═══ EXTRAIT DU DOCUMENT

Utilité du tableau d’observation du cycle pour le suivi des couples hypofertiles
Les médecins interrogés dans cette étude témoignent de l’utilité du tableau du cycle pour leur pratique. Le manque de connaissance des couples concernant la fertilité est signalé par plusieurs auteurs2,3. Cela manque tout autant au diagnostic, à la réalisation des procédures diagnostiques et thérapeutiques qu’à la connaissance des effets des traitements. Plusieurs publications récentes ont plaidé en faveur de l’utilisation du tableau d’observation du cycle féminin pour le diagnostic de causes d’infertilité11,14. Les résultats de cette étude vont dans le même sens.

══════
═══ DONNÉES FOURNIES

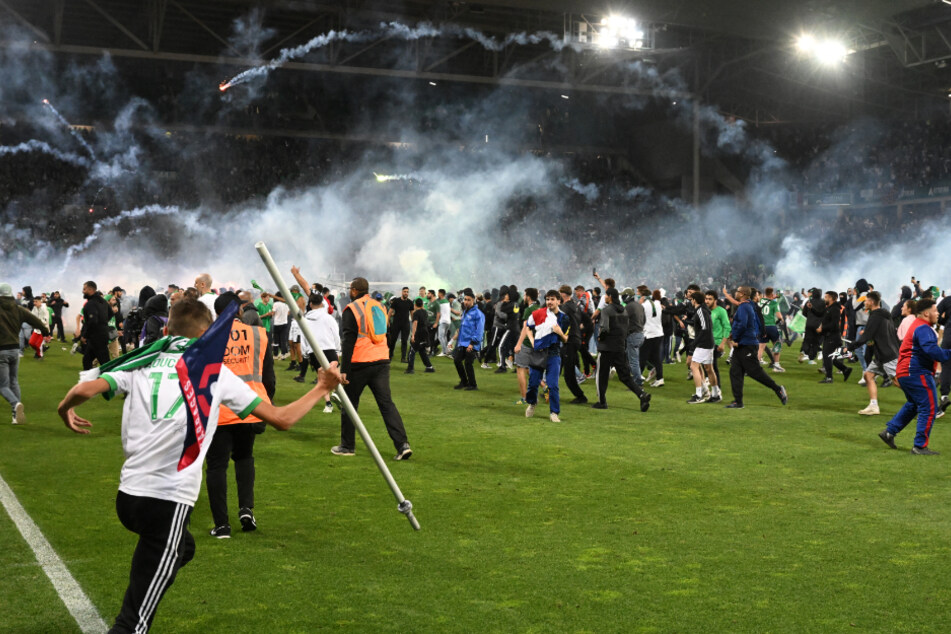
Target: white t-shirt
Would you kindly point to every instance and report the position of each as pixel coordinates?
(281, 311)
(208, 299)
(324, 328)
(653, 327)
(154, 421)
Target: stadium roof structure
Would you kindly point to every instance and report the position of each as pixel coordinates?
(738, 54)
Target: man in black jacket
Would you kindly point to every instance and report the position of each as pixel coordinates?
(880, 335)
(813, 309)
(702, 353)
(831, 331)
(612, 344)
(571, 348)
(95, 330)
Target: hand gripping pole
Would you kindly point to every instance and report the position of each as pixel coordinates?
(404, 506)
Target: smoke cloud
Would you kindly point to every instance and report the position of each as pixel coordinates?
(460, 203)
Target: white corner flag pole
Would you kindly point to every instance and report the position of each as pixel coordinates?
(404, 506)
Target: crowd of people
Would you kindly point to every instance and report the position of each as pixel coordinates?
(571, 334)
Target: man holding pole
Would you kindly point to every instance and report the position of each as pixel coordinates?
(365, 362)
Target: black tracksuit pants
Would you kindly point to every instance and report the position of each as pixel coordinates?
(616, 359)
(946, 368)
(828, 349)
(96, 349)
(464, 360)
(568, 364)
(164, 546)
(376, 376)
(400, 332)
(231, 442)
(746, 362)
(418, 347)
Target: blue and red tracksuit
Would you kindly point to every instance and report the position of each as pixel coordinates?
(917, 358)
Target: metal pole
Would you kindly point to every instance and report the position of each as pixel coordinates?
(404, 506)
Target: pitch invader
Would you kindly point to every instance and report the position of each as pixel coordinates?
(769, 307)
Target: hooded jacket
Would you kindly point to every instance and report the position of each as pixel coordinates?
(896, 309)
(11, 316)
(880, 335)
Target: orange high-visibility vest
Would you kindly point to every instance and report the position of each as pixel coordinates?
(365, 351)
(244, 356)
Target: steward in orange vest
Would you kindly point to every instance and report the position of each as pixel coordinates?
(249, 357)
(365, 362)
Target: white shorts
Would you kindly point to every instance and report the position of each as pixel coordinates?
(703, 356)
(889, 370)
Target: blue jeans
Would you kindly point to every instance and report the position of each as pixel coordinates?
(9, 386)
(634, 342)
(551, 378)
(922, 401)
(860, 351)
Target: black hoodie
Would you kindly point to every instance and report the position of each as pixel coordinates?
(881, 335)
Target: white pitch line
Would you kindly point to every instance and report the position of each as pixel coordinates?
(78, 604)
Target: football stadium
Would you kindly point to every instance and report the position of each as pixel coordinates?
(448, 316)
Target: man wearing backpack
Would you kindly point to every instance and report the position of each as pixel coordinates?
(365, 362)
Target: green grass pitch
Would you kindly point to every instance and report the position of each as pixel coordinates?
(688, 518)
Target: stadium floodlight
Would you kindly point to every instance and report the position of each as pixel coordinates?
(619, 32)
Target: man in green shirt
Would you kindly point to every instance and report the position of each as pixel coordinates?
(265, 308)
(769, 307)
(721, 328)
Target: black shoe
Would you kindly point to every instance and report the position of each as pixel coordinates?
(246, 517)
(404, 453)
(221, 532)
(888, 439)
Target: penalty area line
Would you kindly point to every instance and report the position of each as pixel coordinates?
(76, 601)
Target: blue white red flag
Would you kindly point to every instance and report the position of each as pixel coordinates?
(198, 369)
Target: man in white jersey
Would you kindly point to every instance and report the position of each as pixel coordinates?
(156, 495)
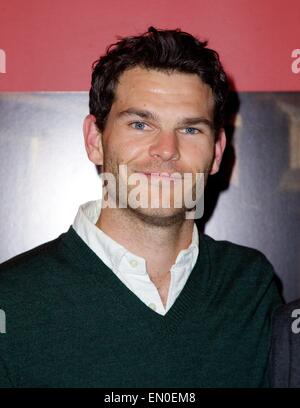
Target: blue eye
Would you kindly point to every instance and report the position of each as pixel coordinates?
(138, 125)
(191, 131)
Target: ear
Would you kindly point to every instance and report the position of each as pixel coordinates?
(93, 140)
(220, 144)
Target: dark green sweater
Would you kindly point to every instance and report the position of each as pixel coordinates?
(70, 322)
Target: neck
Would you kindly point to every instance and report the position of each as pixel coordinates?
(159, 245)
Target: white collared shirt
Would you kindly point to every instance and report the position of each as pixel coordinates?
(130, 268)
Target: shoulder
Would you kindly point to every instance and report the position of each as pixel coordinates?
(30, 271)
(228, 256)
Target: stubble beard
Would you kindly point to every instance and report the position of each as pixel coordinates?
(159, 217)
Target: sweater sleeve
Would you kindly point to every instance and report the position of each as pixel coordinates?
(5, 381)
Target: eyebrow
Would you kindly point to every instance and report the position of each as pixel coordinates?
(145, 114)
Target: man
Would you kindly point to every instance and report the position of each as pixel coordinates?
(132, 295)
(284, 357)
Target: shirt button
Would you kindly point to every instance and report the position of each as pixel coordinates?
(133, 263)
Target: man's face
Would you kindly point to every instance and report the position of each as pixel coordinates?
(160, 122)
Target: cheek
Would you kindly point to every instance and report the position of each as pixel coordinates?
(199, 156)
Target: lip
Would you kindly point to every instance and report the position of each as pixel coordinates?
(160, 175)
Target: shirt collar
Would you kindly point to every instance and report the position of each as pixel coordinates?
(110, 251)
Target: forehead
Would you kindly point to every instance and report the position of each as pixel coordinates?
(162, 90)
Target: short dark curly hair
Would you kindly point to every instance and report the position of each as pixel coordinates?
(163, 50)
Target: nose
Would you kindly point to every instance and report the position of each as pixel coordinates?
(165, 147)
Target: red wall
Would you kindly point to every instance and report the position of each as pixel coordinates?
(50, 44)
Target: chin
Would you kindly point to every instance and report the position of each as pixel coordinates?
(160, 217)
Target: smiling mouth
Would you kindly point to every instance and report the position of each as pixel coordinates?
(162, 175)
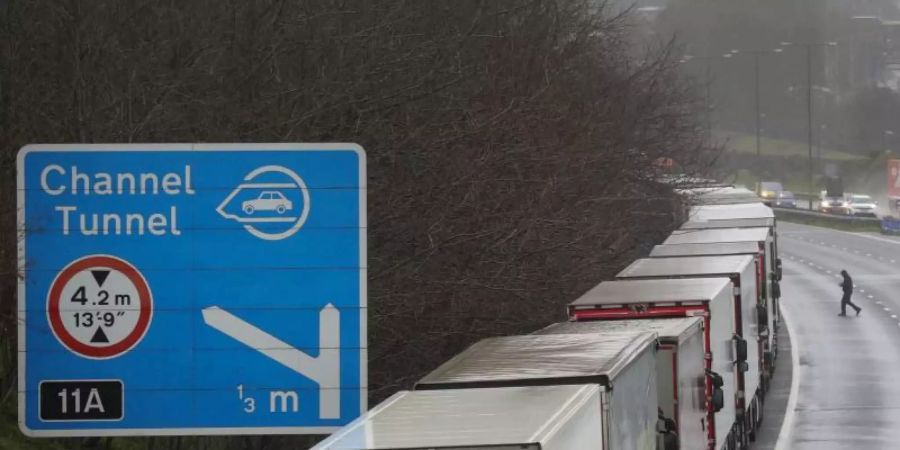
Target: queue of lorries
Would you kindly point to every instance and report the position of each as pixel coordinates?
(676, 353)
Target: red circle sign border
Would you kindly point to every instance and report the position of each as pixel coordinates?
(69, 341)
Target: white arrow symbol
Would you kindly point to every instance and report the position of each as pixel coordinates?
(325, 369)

══════
═══ DONNÉES FOURNIES

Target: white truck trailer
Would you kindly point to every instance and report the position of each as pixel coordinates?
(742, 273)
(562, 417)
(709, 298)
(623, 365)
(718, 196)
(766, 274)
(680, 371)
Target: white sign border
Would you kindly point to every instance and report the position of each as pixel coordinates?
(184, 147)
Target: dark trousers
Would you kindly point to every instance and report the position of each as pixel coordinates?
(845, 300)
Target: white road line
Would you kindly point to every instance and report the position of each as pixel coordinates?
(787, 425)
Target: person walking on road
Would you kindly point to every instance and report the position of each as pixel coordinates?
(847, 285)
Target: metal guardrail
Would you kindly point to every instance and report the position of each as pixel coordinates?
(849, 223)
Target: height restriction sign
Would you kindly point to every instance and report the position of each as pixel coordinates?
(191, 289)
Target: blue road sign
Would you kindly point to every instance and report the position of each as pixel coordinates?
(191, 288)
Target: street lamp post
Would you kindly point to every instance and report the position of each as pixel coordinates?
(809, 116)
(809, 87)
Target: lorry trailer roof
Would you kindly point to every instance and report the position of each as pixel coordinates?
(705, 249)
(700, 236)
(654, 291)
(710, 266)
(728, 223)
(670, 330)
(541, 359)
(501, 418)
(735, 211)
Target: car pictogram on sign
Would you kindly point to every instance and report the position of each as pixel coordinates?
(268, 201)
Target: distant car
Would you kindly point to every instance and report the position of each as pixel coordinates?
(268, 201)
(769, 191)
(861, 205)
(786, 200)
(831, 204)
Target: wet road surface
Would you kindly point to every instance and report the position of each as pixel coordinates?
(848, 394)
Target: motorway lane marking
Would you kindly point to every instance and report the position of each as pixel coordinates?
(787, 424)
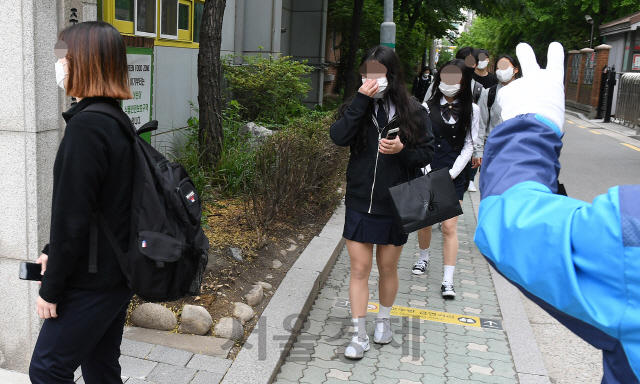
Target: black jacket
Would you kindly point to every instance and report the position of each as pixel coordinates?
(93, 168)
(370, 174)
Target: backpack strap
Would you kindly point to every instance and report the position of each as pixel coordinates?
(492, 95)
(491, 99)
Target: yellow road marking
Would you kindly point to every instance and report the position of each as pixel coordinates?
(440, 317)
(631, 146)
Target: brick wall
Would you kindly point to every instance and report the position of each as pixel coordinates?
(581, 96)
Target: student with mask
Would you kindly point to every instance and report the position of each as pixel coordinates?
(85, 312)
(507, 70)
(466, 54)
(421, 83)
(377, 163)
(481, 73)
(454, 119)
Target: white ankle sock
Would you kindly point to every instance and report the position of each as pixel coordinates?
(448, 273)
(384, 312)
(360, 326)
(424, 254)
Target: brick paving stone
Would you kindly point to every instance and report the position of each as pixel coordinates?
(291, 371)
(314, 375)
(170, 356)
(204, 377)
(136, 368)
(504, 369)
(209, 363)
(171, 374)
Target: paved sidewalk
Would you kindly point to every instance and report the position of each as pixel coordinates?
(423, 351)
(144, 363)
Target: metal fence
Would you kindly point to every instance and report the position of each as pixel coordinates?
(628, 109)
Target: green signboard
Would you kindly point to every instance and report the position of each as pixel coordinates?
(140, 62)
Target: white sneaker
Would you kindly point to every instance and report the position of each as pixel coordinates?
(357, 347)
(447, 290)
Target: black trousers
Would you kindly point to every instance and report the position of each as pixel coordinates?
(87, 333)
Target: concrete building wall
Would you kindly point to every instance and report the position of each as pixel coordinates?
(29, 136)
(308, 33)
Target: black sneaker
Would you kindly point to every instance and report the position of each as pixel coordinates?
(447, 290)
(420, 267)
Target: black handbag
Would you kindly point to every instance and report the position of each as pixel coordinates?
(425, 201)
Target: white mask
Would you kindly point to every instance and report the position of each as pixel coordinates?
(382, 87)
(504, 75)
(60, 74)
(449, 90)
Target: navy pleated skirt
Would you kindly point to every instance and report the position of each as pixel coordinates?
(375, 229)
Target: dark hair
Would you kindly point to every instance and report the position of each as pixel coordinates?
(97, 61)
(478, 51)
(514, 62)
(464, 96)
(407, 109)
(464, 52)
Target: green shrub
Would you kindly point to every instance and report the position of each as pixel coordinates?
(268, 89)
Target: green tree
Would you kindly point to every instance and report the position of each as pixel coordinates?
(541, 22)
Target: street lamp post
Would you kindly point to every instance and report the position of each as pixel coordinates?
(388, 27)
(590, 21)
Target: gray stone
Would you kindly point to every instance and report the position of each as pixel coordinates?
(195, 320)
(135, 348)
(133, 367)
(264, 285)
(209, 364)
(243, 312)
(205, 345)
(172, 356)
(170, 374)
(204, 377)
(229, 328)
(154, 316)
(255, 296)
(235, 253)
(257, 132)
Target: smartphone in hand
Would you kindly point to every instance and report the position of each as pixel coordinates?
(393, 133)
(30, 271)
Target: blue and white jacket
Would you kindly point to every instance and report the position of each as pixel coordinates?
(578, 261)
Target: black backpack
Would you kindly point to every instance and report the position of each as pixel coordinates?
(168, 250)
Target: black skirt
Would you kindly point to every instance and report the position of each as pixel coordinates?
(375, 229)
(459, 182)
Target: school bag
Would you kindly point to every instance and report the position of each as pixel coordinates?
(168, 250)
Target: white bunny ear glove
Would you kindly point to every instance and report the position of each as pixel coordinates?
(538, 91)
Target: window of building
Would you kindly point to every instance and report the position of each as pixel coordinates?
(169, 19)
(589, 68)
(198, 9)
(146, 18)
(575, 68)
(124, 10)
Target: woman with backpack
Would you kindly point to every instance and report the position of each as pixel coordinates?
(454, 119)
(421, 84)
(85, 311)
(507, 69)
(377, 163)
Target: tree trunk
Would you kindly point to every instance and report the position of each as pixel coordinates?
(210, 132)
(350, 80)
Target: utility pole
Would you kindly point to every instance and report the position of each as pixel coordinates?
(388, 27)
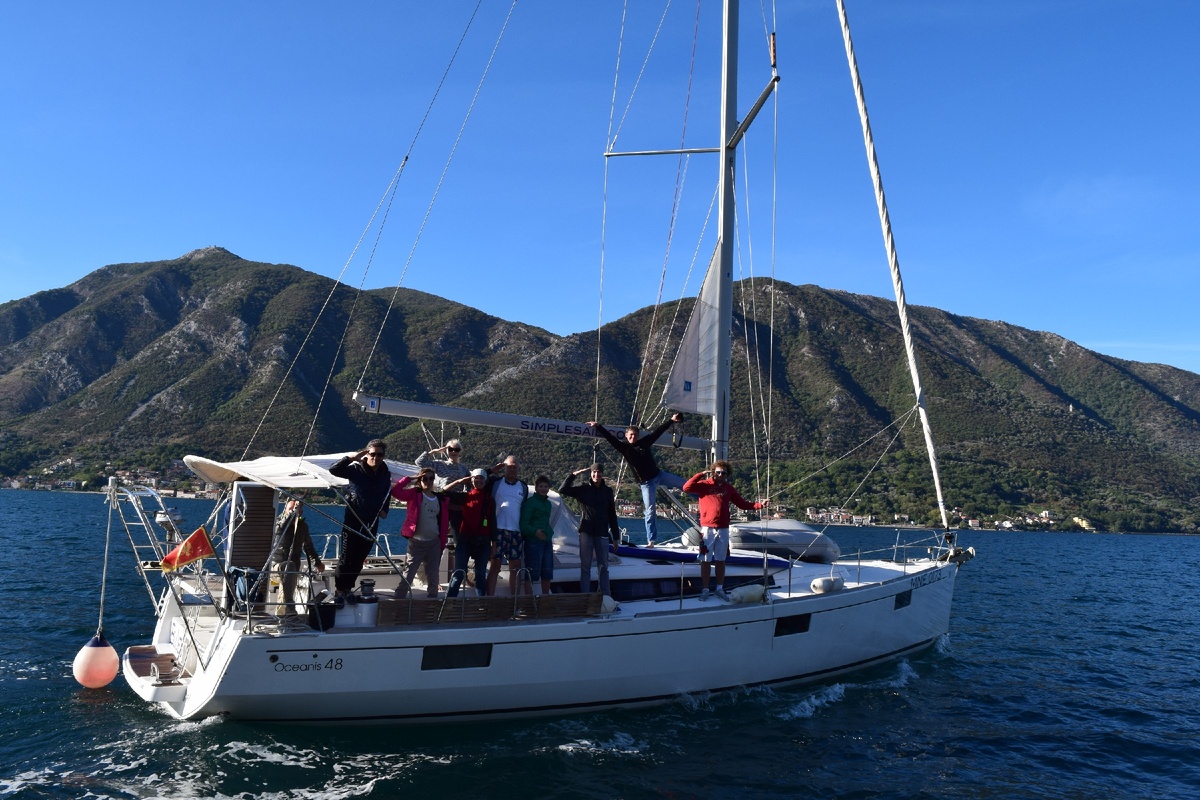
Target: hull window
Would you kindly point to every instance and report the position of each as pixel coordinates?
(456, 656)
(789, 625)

══════

EXERCICE 1
Extrayez de l'extrait sur le tableau d'observation du cycle le passage qui commence à « Utilité du tableau d’observation » et se termine à « le même sens. ».
EXERCICE 2
Traduisez en anglais la phrase suivante de l'extrait sur le tableau d'observation du cycle : « Les médecins interrogés dans cette étude témoignent de l'utilité du tableau du cycle pour leur pratique. »
EXERCICE 3
Poursuivez la rédaction de l'extrait sur le tableau d'observation du cycle à la suite de sa dernière phrase.

ESPACE DE RÉPONSE 1
Utilité du tableau d’observation du cycle pour le suivi des couples hypofertiles
Les médecins interrogés dans cette étude témoignent de l’utilité du tableau du cycle pour leur pratique. Le manque de connaissance des couples concernant la fertilité est signalé par plusieurs auteurs2,3. Cela manque tout autant au diagnostic, à la réalisation des procédures diagnostiques et thérapeutiques qu’à la connaissance des effets des traitements. Plusieurs publications récentes ont plaidé en faveur de l’utilisation du tableau d’observation du cycle féminin pour le diagnostic de causes d’infertilité11,14. Les résultats de cette étude vont dans le même sens.

ESPACE DE RÉPONSE 2
The physicians interviewed in this study attest to the usefulness of the cycle chart in their practice.

ESPACE DE RÉPONSE 3
Apport des instructrices en fertilité
La participation d’instructrices en fertilité au parcours de soin des couples hypofertilité entre dans le domaine de l’éducation thérapeutique. Selon la définition de l’Organisation Mondiale de la Santé, « l’éducation thérapeutique du patient est un processus d’apprentissage structuré et centré sur la personne, qui aide les personnes atteintes de maladies chroniques à gérer elles-mêmes leur santé en s’appuyant sur leurs propres ressources, avec le soutien de leurs soignants et de leurs familles. »19 L’éducation thérapeutique est promue dans les pathologies chroniques, ce qui est généralement le cas de l’infertilité. C’est le cas par exemple dans l’ovarite polykystique et l’endométriose, deux pathologies fréquemment observées chez les femmes suivi pour infertilité. Ce sont des domaines pour lesquels l’éducation thérapeutique semble très adaptée20. Elle est notamment susceptible de favoriser l’adhésion au traitement ainsi que la décision partagée. La décision partagée est particulièrement désirée en matière d’infertilité21–23. Cependant, pour qu’elle soit vraiment partagée il est nécessaire que la patiente soit correctement informée. Des instructrices formées peuvent assurer cette mission, en lien avec les médecins.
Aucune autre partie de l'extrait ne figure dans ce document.